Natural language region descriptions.
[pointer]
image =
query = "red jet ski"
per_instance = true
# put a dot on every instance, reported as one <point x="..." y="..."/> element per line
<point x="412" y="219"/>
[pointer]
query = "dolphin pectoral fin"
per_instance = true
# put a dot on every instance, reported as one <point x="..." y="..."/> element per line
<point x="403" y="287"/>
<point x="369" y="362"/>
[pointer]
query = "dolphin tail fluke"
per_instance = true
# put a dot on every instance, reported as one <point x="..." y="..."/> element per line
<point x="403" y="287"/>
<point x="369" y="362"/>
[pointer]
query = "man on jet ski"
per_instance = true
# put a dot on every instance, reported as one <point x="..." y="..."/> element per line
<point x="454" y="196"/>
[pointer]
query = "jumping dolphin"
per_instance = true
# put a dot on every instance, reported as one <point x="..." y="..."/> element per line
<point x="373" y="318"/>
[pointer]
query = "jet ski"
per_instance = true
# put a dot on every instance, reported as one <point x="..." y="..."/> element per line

Brief.
The required answer is each line of the entries containing the string "dolphin".

Written solution.
query = "dolphin pectoral fin"
query = "dolphin tail fluke"
query = "jumping dolphin"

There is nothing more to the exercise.